> [EXERCISE]:
Scan the data for "drainage" and copy the lines it appears in.

Referring expression pointing data:
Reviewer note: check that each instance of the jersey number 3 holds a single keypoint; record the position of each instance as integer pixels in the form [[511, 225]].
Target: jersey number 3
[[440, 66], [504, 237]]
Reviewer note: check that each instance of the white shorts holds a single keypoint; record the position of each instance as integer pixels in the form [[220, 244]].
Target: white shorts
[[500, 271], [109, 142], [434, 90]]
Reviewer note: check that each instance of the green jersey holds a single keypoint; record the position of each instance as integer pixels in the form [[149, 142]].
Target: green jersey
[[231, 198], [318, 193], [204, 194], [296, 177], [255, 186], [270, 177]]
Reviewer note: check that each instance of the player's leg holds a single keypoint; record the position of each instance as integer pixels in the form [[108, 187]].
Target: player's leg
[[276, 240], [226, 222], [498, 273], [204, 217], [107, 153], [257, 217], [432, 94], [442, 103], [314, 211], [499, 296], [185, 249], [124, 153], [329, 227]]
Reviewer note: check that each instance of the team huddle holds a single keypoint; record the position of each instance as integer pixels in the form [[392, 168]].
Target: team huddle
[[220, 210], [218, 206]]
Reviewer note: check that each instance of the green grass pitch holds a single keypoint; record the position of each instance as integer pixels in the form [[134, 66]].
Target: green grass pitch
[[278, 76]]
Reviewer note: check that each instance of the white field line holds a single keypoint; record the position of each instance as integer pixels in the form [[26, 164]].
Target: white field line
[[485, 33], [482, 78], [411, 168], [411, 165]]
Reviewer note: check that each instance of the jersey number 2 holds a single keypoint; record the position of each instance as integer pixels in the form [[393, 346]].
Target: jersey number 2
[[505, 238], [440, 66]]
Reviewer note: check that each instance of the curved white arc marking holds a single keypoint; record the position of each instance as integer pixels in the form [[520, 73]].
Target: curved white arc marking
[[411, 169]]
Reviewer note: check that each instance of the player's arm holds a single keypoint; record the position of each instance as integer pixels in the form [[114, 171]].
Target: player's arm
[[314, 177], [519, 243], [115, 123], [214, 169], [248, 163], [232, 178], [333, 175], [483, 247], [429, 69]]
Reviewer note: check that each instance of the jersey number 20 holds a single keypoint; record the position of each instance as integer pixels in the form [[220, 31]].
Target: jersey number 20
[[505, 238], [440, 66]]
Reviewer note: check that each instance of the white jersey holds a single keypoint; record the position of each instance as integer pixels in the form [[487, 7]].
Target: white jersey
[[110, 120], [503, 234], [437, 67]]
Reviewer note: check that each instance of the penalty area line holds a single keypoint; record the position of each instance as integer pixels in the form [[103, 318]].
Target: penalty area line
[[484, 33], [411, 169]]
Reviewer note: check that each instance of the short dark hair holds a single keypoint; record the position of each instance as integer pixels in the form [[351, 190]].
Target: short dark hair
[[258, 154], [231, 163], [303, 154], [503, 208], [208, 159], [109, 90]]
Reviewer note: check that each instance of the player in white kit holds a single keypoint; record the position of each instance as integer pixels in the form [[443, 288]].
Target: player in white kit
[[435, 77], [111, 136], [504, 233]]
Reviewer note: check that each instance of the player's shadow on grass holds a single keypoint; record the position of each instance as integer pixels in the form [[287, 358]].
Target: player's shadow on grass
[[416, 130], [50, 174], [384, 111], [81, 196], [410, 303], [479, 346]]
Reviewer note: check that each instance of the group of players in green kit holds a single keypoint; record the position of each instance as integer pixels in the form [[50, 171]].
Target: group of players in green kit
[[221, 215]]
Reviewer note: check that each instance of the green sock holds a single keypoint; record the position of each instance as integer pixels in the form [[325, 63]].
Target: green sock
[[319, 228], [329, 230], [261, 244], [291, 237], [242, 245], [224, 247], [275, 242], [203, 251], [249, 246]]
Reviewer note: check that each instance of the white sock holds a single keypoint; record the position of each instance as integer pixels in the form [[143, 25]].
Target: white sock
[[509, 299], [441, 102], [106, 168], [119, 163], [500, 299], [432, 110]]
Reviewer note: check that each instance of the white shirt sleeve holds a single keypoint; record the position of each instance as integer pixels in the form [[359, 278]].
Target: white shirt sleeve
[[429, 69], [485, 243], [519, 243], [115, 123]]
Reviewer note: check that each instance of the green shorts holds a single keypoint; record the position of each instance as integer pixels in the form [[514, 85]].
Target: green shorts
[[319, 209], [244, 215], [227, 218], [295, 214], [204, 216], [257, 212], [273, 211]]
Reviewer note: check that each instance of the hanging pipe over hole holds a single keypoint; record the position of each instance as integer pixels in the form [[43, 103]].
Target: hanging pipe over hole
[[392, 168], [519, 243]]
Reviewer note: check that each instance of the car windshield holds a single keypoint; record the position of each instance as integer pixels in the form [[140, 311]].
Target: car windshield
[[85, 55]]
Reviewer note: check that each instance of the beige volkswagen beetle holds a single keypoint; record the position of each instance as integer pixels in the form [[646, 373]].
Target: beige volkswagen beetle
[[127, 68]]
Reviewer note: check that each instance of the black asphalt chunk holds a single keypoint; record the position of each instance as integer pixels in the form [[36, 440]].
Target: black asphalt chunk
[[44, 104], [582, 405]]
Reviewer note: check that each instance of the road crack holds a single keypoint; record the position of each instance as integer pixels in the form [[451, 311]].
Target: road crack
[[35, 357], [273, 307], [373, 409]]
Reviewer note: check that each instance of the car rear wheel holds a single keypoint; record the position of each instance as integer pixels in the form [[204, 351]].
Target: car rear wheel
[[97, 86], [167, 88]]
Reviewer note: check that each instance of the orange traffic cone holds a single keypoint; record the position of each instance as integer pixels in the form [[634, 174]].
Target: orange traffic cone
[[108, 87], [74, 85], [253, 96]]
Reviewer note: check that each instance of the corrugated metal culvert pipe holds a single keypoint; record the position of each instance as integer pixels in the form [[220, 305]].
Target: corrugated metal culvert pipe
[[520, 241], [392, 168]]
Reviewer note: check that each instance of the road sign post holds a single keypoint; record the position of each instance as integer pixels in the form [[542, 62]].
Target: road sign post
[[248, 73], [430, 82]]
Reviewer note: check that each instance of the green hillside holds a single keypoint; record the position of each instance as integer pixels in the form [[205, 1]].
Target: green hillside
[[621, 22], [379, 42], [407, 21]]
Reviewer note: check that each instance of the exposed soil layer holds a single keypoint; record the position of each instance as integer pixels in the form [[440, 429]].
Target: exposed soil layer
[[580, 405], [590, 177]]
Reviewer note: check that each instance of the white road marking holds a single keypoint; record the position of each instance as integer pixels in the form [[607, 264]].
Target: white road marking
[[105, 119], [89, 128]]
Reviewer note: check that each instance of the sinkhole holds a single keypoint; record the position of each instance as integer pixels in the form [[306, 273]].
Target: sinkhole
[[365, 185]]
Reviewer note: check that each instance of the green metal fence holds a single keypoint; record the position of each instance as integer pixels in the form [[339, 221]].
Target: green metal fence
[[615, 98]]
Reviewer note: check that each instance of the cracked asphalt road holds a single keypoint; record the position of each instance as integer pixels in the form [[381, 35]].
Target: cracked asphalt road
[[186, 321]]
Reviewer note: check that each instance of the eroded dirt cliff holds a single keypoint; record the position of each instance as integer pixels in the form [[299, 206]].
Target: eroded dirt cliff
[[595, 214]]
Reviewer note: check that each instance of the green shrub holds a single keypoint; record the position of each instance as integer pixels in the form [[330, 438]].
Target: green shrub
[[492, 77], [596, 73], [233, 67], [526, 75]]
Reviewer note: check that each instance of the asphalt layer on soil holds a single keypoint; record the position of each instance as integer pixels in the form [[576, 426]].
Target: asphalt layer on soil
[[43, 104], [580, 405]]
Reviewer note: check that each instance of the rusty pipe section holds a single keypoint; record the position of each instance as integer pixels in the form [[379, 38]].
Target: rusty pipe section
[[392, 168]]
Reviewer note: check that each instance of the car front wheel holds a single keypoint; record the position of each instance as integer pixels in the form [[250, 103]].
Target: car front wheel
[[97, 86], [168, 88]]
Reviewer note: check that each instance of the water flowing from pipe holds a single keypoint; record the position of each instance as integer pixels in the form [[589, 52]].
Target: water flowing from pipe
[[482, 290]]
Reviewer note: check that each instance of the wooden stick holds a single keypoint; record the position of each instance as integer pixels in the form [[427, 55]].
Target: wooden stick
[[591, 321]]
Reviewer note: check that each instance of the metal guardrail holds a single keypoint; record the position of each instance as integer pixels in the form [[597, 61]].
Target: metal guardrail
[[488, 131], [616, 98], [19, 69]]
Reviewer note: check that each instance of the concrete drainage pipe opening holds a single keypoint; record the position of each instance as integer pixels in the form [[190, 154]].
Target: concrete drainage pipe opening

> [TASK ANSWER]:
Reviewer note: check that each instance of the concrete drainage pipe opening holds a single keypoint; record the position of each instance as integer pixels in the form [[190, 154]].
Target: concrete drainage pipe opening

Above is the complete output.